(EXCERPT TO READ)
########################################
Skip to main content
off the charts

Stronger Working-Family Tax Credits Can Help Puerto Rico Bounce Back

Several bills in Congress, including the Economic Mobility Act that the House Ways and Means Committee approved last summer and the earthquake disaster package that the House passed last week, would give a significant boost to Puerto Rico’s low- and moderate-income families by strengthening the Commonwealth’s Earned Income Tax Credit (EITC) and the federal Child Tax Credit as it applies to Puerto Rico residents. Those changes would provide important help to Puerto Rico in navigating a complicated recovery process that involves much more than natural disasters.

January’s earthquake and its ongoing aftershocks follow nearly 15 years of economic recession, the largest municipal bankruptcy in American history, and two of the most powerful hurricanes ever to cross the Atlantic. Recovering from these events is a massive challenge for the Commonwealth. Moreover, Puerto Rico’s poverty rates of 58 percent for children and 43 percent for its population as a whole far exceed the overall U.S. figures. And Puerto Rico is hemorrhaging residents, further weakening its economy; more than half a million residents have left in the last ten years.

That’s why Puerto Rico needs not just emergency disaster assistance, but also a longer-term federal recovery package to stabilize and revive its economy, including measures to strengthen its EITC and Child Tax Credit.
########################################
[Location labeling records]
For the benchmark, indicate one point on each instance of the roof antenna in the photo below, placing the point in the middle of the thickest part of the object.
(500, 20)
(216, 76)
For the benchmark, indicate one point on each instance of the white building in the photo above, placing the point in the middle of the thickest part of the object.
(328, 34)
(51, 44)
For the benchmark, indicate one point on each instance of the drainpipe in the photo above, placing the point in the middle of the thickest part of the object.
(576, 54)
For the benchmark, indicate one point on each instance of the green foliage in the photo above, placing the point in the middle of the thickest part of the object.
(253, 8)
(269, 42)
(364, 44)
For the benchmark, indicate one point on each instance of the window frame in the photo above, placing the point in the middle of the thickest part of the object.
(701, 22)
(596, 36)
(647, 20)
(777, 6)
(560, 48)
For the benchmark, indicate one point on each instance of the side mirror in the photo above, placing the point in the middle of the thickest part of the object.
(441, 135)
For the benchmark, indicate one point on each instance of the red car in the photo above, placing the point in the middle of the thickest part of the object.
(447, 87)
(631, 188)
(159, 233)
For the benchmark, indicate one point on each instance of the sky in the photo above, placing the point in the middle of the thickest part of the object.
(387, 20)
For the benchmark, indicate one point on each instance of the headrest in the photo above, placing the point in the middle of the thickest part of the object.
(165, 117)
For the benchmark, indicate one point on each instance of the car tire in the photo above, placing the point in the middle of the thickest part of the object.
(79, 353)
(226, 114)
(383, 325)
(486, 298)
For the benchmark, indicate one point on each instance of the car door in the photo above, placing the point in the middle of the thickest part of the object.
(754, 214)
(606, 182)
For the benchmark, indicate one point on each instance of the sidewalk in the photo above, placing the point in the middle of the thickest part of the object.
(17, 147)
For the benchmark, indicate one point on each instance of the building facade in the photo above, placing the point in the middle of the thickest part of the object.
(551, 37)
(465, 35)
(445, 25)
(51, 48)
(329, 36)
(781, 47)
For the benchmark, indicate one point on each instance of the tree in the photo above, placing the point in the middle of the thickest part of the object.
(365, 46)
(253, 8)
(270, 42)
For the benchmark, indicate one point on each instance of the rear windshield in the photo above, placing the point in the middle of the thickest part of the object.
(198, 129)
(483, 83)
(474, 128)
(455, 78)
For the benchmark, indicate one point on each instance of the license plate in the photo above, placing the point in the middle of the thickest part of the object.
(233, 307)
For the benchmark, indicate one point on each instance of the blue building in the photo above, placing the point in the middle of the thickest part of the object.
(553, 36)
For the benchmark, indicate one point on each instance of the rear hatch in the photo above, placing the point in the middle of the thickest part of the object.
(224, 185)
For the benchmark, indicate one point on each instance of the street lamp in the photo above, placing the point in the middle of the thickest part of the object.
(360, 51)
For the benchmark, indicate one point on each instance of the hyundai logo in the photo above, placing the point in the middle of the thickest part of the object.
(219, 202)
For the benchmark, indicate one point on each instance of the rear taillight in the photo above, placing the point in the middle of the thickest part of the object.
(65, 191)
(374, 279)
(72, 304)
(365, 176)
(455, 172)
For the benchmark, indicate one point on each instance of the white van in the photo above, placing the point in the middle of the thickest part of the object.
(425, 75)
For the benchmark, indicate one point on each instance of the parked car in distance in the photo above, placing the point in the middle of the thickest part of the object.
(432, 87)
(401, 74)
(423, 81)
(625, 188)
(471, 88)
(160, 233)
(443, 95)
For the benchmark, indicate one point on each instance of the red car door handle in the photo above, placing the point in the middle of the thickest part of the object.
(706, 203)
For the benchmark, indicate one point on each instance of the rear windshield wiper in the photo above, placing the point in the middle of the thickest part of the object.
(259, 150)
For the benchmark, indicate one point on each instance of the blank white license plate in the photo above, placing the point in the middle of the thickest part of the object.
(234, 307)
########################################
(TASK PROMPT) Quote the passage on Puerto Rico's tax credits word for word, from "Several bills in" up to and including "than natural disasters.". The location labeling records are not required for anything that is asked here.

(ANSWER TO THE EXERCISE)
Several bills in Congress, including the Economic Mobility Act that the House Ways and Means Committee approved last summer and the earthquake disaster package that the House passed last week, would give a significant boost to Puerto Rico’s low- and moderate-income families by strengthening the Commonwealth’s Earned Income Tax Credit (EITC) and the federal Child Tax Credit as it applies to Puerto Rico residents. Those changes would provide important help to Puerto Rico in navigating a complicated recovery process that involves much more than natural disasters.